*** Opening of Data supplied ***
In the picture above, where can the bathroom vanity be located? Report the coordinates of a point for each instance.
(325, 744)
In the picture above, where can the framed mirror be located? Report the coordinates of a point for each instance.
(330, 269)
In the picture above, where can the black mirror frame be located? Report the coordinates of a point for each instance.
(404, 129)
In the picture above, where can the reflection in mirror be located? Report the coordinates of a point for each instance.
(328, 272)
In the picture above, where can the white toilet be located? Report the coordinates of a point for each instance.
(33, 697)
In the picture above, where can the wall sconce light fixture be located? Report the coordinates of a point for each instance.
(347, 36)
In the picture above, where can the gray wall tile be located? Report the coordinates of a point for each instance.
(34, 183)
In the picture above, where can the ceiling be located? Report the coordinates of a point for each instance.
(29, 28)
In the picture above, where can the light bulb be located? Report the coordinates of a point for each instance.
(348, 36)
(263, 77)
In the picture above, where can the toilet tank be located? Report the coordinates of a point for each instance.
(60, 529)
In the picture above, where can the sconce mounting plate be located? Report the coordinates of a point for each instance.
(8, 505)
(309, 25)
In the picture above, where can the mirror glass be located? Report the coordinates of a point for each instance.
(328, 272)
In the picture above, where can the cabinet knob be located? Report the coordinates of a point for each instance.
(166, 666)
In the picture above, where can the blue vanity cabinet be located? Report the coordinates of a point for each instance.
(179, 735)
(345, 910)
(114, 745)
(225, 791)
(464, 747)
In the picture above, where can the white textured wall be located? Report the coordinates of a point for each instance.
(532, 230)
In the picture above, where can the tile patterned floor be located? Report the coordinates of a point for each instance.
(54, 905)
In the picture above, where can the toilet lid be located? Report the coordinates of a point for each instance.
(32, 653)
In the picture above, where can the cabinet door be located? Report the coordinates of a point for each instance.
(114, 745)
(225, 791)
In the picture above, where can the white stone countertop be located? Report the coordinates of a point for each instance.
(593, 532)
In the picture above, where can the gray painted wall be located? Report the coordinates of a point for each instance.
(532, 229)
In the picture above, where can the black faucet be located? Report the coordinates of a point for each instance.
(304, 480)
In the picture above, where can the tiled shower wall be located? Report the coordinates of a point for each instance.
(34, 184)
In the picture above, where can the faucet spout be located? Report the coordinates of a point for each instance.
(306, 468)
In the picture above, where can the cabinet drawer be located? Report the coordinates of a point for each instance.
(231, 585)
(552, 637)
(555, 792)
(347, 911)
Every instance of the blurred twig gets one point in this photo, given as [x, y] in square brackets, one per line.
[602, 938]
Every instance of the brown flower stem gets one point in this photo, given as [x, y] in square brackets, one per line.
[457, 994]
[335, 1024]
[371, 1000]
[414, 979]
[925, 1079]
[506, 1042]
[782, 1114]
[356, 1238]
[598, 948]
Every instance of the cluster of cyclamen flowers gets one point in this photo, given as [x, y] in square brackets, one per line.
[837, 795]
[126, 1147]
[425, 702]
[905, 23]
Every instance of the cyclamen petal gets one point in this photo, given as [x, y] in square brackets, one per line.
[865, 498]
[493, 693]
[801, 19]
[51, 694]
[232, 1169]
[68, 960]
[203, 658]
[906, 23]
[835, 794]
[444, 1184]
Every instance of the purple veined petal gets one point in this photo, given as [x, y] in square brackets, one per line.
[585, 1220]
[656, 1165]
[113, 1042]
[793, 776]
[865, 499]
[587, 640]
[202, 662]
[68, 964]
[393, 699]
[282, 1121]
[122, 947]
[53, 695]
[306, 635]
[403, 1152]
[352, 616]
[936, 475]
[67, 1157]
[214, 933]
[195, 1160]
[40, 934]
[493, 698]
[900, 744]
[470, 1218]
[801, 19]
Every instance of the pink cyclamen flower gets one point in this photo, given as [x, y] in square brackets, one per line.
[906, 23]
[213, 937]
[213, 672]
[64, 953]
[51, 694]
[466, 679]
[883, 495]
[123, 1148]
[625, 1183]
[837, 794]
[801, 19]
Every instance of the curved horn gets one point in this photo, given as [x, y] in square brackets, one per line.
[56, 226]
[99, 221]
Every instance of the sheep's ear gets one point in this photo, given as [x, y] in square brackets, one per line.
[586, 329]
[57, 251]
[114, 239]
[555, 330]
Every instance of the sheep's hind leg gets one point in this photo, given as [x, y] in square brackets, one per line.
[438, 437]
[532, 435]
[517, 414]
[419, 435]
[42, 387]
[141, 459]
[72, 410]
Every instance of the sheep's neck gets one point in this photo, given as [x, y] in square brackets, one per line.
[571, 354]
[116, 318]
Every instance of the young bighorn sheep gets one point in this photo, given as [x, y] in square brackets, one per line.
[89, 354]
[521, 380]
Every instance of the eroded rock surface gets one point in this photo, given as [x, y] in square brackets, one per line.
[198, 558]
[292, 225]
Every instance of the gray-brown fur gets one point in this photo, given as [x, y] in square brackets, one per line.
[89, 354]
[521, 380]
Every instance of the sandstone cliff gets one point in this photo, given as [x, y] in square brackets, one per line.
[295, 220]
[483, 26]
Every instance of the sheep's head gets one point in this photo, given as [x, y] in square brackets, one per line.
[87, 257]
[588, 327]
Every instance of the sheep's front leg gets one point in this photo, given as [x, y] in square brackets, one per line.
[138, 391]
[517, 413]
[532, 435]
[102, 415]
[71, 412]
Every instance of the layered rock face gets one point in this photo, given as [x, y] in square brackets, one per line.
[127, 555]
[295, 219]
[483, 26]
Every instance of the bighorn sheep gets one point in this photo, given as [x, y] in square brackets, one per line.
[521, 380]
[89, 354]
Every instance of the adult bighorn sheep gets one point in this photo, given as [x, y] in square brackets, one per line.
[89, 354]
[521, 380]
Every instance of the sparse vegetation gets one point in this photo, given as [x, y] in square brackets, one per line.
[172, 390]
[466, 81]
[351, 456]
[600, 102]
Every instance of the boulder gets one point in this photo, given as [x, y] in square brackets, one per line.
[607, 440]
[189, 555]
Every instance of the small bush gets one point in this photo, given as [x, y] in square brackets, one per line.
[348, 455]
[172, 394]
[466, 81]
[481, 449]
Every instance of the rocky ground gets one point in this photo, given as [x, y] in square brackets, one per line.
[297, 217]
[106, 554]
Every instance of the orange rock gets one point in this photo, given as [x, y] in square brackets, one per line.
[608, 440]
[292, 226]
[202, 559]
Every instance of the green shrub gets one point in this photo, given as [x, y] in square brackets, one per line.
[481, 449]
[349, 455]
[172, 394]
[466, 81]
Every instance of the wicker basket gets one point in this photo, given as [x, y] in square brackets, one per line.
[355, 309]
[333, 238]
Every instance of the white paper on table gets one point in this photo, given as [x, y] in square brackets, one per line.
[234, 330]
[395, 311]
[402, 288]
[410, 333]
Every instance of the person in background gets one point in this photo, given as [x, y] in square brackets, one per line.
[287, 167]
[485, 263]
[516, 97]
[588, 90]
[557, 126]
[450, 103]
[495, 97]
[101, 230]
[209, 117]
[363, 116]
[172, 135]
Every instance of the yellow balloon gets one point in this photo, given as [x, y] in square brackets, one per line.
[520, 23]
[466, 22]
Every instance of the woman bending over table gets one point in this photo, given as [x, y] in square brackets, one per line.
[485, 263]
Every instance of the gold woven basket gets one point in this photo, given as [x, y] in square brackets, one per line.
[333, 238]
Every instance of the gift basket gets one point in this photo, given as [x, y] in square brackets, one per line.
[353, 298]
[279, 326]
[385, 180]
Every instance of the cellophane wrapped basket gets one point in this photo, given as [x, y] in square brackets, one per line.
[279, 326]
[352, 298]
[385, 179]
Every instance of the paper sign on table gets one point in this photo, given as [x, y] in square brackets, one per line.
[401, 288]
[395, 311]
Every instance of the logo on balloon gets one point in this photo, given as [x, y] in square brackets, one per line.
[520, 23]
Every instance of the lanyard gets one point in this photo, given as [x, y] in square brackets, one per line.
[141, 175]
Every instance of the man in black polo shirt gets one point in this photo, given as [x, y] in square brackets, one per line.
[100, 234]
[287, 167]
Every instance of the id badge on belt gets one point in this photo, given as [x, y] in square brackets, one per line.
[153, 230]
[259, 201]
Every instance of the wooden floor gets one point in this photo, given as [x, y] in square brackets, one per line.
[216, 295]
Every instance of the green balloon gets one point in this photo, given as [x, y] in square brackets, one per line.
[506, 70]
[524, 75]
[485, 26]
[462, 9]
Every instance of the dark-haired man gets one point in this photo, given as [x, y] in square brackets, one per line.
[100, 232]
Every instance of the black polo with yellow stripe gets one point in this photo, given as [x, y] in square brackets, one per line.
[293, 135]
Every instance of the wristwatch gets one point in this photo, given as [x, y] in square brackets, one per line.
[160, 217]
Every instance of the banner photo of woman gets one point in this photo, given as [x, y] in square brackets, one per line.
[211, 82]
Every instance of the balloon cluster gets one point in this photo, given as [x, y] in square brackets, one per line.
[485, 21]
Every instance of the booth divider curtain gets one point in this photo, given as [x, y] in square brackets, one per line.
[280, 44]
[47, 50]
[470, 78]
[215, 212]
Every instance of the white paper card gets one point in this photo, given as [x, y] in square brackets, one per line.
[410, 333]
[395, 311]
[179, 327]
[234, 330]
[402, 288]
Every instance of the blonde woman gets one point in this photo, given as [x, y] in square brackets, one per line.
*** Close of Data supplied ***
### [What this task involves]
What you return should match, exactly, the stretch of the listing above that runs from the line with "Every instance of the booth" to its last line.

### [Your solution]
Every instance of the booth divider curtain gets one point in this photo, given as [x, y] in square brackets, one per line.
[280, 44]
[47, 50]
[470, 78]
[215, 212]
Every instance of the white paper card gets one point in this photo, given as [x, y] in square brackets, one per line.
[410, 333]
[395, 311]
[179, 327]
[234, 330]
[402, 288]
Every instance of the blonde woman gets one point in this photo, given as [x, y] in square brackets, one per line.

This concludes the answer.